INFORMATION SUPPLIED →
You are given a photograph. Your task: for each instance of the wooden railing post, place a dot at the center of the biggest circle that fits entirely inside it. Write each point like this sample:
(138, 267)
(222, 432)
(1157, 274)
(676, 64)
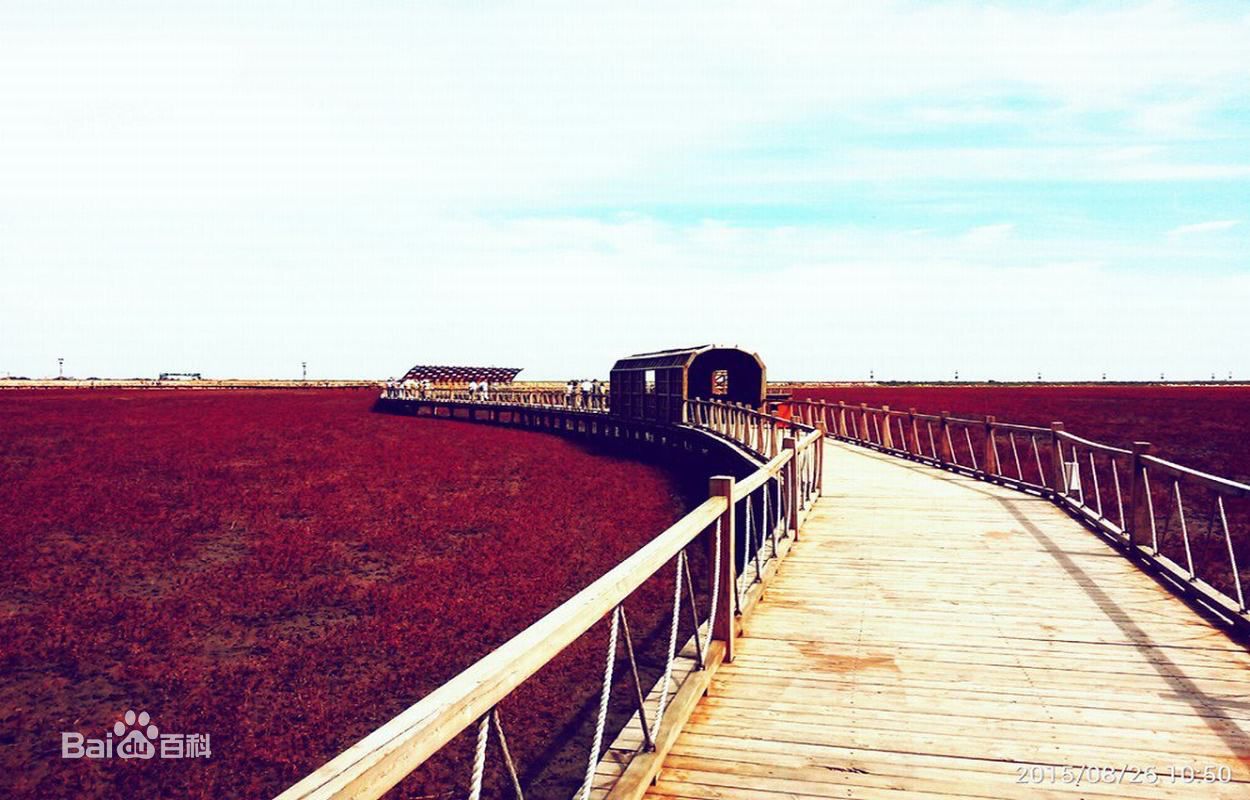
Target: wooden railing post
(724, 629)
(1138, 519)
(944, 454)
(991, 454)
(791, 481)
(1059, 475)
(820, 454)
(915, 431)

WHAT THE TASK ASKS →
Reproduce every entry above word for word, leaving out the pictures.

ANSWER IN FULL →
You are given a photograph. Your task: for each instance of the wooden railing post, place a dot at the center of the biggest circle that fits entirely inside it. Write each point like this sample:
(138, 267)
(222, 432)
(1157, 274)
(676, 64)
Target: wooden railing post
(724, 629)
(1138, 519)
(944, 454)
(991, 454)
(791, 481)
(1059, 475)
(820, 454)
(915, 431)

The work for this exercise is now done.